# 题目要求 1:
从关于exists用法的正文中摘录“而 exists 与 in”到“exists (sql 返回结果集为真)”之间的内容，首尾两处均包含在内。
# 题目要求 2:
根据关于exists用法的正文，in引导的子句只能返回几个字段？
# 题目要求 3:
列出关于exists用法的正文中讲到的全部子查询判断关键字，否定形式也算在内。

一、exists和not exists的用法
exists : 强调的是是否返回结果集,不要求知道返回什么, 比如: select name from student where sex = 'm' and mark exists(select 1 from grade where ...) ,只要exists引导的子句有结果集返回,那么exists这个条件就算成立了,大家注意返回的字段始终为1,如果改成“select 2 from grade where ...”,那么返回的字段就是2,这个数字没有意义。所以exists子句不在乎返回什么,而是在乎是不是有结果集返回。
而 exists 与 in 最大的区别在于 in引导的子句只能返回一个字段,比如:
select name from student where sex = 'm' and mark in (select 1,2,3 from grade where ...),in子句返回了三个字段,这是不正确的,exists子句是允许的,但in只允许有一个字段返回,在1,2,3中随便去了两个字段即可。
而not exists 和not in 分别是exists 和 in 的 对立面。
exists (sql 返回结果集为真)
not exists (sql 不返回结果集为真)

# 所给材料:
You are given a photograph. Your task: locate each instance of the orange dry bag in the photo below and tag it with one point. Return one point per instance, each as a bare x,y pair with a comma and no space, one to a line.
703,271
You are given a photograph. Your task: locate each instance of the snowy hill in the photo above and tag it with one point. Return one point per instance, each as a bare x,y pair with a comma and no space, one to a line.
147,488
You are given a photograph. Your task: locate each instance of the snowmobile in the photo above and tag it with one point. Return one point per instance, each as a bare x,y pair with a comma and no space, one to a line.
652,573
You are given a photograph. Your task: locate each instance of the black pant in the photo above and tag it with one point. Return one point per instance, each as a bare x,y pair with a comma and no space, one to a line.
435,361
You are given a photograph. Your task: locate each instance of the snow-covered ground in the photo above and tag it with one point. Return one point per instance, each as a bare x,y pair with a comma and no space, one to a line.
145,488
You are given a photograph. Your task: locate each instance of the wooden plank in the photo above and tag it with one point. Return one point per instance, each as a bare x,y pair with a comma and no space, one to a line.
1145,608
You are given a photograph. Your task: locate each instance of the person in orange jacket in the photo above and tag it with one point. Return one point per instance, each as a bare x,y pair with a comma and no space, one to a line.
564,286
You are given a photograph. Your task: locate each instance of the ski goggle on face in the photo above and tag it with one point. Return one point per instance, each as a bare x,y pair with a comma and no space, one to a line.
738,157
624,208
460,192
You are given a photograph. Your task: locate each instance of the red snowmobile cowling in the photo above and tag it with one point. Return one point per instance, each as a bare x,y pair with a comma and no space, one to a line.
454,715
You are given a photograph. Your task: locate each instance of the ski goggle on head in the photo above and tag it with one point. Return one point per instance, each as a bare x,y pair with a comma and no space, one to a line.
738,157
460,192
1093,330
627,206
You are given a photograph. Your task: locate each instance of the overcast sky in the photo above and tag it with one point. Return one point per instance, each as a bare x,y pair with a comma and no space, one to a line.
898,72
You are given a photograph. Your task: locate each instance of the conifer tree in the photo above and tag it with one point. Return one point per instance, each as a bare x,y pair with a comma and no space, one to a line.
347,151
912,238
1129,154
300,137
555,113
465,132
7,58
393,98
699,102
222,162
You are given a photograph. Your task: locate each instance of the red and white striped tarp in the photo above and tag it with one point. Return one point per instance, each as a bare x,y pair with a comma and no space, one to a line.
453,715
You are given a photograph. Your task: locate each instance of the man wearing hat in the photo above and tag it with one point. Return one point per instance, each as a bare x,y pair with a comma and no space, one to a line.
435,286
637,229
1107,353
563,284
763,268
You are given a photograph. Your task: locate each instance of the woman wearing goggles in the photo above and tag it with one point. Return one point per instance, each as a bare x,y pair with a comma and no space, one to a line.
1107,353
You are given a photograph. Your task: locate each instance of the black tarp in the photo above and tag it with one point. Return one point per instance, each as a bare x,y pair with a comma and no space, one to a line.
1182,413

# 参考答案 1:
而 exists 与 in 最大的区别在于 in引导的子句只能返回一个字段,比如:
select name from student where sex = 'm' and mark in (select 1,2,3 from grade where ...),in子句返回了三个字段,这是不正确的,exists子句是允许的,但in只允许有一个字段返回,在1,2,3中随便去了两个字段即可。
而not exists 和not in 分别是exists 和 in 的 对立面。
exists (sql 返回结果集为真)

# 参考答案 2:
只能返回一个字段。

# 参考答案 3:
exists、not exists、in、not in